[start of EXCERPTED PASSAGE]
Sasson shared a story from his elementary school days about a new student who had recently moved from Georgia.

“Kids teased him because he looked different and talked funny — he had that Southern accent,” he said. “Once day I decided I was going to be friends with him, and 10 years later he’s one of my best friends.”

The message, he said, is that a little can go a long way.

“It’s the little things that can make a big difference,” he said. “If I hadn’t decided to be nice to that kid, he would be my best friend today.”

Hamstad talked about a friend who was bullied in school because he had a disability.

“Kids made fun of him because he was different, and no one would sit with him at lunch,” he said. “So I got a bunch of my buddies together and we decided to sit with him at lunchtime. It doesn’t take a lot to make things better for someone. We just have to help each other out.”

Walsh, Looft and Polin talked about stepping up to do what’s hard.
[end of EXCERPTED PASSAGE]
→ TASK REQUIREMENTS:
a) Answer these questions about the excerpt on students sharing stories of kindness toward classmates:
(i) Where had the new student in Sasson's story moved from?
(ii) Why was Hamstad's friend bullied in school?
(iii) What did Walsh, Looft and Polin talk about?
b) Pick up the excerpt about students' stories of kindness toward classmates right after its final sentence and keep it going.
[start of INFORMATION SHOWN]
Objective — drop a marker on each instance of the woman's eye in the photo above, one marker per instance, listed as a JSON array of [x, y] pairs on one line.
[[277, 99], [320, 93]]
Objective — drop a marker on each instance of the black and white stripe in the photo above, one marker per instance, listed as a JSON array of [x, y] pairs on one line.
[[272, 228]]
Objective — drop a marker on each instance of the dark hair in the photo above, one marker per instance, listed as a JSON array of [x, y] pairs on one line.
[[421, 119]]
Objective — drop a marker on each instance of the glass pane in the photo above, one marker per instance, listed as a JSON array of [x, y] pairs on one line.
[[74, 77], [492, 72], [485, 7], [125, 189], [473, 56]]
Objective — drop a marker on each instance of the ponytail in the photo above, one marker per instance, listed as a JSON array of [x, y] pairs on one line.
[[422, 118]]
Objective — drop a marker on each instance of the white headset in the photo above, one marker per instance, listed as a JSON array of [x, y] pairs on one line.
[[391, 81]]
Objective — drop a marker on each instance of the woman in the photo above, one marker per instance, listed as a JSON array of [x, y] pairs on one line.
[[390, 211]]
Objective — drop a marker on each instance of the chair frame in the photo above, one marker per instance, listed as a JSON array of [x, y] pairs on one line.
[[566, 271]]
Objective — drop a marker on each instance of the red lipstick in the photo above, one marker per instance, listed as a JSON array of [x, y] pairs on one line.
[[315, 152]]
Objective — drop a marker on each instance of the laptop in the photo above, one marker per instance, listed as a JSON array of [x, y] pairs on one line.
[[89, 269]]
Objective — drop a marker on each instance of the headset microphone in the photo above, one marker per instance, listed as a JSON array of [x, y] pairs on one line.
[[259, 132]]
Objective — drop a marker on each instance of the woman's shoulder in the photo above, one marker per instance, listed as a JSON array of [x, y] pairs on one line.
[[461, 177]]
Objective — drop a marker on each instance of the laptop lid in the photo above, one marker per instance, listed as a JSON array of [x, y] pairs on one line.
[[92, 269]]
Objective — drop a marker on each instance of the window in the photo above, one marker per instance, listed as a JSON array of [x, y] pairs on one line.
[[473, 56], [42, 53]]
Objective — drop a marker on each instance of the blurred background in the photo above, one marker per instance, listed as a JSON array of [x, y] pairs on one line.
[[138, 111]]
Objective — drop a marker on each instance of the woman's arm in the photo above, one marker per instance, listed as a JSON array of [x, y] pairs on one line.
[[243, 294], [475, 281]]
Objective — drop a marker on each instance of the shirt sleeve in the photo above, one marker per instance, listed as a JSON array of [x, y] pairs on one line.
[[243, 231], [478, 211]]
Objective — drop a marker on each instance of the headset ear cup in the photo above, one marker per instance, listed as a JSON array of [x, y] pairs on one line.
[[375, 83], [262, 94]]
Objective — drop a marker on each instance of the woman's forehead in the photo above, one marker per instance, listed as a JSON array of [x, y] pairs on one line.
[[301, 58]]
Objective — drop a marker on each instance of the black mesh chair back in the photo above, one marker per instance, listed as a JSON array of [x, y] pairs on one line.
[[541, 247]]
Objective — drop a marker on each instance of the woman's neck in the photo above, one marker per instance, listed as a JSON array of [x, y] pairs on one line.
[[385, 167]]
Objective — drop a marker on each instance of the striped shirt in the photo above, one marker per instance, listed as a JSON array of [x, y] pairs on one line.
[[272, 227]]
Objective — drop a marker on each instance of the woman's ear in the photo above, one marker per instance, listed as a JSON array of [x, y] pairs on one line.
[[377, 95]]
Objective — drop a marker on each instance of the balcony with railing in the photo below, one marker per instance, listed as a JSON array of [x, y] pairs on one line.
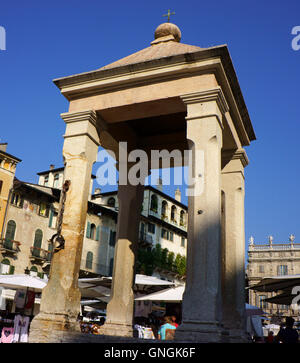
[[9, 246], [275, 247]]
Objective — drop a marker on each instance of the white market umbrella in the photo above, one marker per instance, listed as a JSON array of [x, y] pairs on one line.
[[99, 287], [253, 310], [22, 281], [173, 294], [276, 283]]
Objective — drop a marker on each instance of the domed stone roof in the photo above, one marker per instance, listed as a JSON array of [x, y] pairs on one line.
[[168, 29]]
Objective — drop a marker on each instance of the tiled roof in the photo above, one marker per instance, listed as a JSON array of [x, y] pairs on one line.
[[155, 51]]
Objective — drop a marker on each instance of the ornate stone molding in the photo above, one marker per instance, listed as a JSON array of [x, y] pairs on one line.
[[88, 127], [89, 115], [215, 94]]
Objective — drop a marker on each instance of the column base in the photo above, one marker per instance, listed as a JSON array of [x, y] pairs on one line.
[[51, 328], [117, 330], [201, 332]]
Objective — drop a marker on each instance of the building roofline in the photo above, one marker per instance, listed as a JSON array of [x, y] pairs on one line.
[[10, 156]]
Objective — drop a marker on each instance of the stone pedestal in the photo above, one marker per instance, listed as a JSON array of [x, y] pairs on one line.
[[202, 303], [119, 316], [233, 255], [60, 303]]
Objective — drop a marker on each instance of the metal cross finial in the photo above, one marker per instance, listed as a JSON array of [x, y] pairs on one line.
[[169, 14]]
[end of INFORMATION SHOWN]
→ RESULTS OF THE TASKS:
a)
(i) Georgia
(ii) He had a disability.
(iii) Stepping up to do what's hard

b)
It’s easier to ignore or avoid helping when you see someone being bullied, Walsh said. It’s harder to intervene or say something or to include a kid who is being excluded.

Doing the right thing isn’t always easy, but it’s those little things — sitting with an ostracized student, speaking up when someone is being mistreated or showing kindness to a student who is struggling — that can make a big difference in someone’s life, they said.

“You never know what someone is going through,” Polin said. “They could be going through hard times at home or having problems in their family, and a small gesture can make a difference.”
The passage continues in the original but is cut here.